# The exercise
Write what comes next in the account of the Mac developer conference, starting right after its final sentence.

I attended a Mac developer conference recently and overall had a great
experience. I had the opportunity to meet and get to know many great
developers while learning a few things too. Unfortunately, I left with a bit
of a bad taste in my mouth. This feeling I attribute to a lack of conduct
standards, and a failure by many of us to understand the changes in the
industry that have been occurring, like it or not, over the years.

Here is what happened. I sat down to listen to a talk that I could tell by the
title of the talk, was going to be inappropriate. I thought to myself, I’m at
a respectful Mac conference, the organizer is walking around in a suit and
conducting himself very professionally, I’m sure it will be ok. This was, in
fact, a poor assumption. The speaker prefaced his talk by basically stating
there was a little substance, but that most of the topics were being presented
simply because of the sexual or otherwise inappropriate jokes that could be
formed from the topics. For instance, jokes that can be made about
“autoreleasing”. I’ll let you think about that for a second and you basically
understand how this went. About ten minutes in, I was thoroughly disappointed
in the immaturity and inappropriateness and walked out of the room. As others
informed me later, it did not get any better. There were tidbits of
information weaved in, but the overarching theme remained the same.

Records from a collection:

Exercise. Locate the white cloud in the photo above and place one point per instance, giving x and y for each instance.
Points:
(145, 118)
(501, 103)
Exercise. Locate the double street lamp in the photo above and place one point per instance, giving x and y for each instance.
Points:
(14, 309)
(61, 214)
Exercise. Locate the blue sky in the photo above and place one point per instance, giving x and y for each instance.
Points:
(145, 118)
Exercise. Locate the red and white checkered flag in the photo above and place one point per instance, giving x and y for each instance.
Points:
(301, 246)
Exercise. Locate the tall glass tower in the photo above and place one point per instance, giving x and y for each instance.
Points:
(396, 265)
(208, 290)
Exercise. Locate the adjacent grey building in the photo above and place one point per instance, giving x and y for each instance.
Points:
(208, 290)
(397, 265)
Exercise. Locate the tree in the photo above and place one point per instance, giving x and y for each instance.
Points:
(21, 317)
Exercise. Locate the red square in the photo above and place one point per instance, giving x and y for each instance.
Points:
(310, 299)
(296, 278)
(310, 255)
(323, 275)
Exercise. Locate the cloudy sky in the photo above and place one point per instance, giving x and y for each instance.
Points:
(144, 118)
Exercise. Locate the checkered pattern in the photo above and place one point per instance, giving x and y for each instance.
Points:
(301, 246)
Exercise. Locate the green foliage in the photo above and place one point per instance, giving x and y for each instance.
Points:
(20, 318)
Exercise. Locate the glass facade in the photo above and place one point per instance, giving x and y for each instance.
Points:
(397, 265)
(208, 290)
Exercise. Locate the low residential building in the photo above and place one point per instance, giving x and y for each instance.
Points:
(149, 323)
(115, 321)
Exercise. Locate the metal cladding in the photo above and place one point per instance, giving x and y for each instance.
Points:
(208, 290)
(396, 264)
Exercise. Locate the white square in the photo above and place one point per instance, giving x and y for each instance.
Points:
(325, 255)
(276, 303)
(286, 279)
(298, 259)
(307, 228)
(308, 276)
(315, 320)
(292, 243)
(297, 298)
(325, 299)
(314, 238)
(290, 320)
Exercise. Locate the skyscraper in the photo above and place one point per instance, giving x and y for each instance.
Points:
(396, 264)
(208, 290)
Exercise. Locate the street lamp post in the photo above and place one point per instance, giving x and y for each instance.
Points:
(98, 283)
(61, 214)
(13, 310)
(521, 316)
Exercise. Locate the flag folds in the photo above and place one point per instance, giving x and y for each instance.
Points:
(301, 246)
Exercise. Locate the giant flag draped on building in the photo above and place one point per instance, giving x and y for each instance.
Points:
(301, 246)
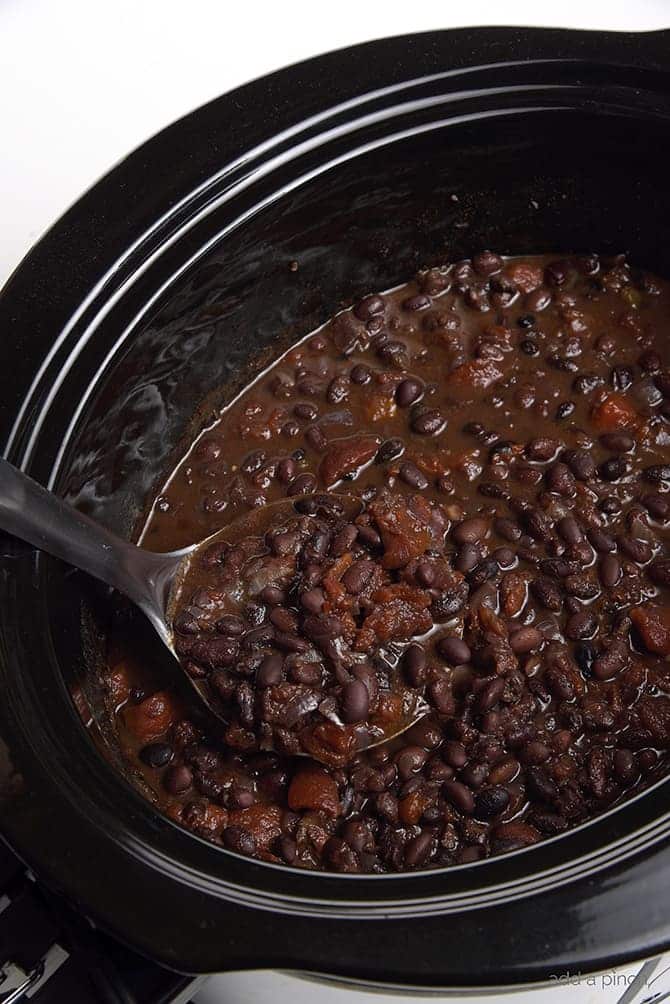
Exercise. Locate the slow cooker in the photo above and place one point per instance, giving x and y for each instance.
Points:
(163, 290)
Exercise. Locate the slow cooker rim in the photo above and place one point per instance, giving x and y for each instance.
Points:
(106, 295)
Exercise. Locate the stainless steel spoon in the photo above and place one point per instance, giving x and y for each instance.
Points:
(152, 580)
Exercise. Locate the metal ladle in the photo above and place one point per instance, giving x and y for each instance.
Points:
(151, 580)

# Result of the task
Sadly, this was not the only offensive point in the week. The highly respected
keynote speaker managed to weave in a reference to a female celebrity’s tits
and ass in his discussion, which I found awfully distasteful.

Now, I know that being one of the handful of women in attendance at the
conference, I am in a serious minority in terms of the way I experience and
react to things such as this. I also know that it’s quite possible that others
would not be offended as they may have the same, in my opinion immature, sense
of humor. Yet, in discussing with others, including members of my team, I
found that I was not alone in finding these references uncomfortable.

Why is it that an inappropriate talk would even be permitted on a stage at any
respectable conference? How does this in any way further the advancement of
the software industry at large, and the Mac community especially? In my
opinion, it sets us back quite a bit. During one of the much more informative
and respectable talks of the week, the topic of diversity was brought up. The
speaker pointed out the fact that the Mac community is full of mostly men from
an educated and higher income background. The context was in discussion of how
we tend to gravitate towards like minded people. And in fact, it’s impossible
to argue that this is a truly diverse field by any means because women and
minorities are grossly underrepresented as I’m sure you know.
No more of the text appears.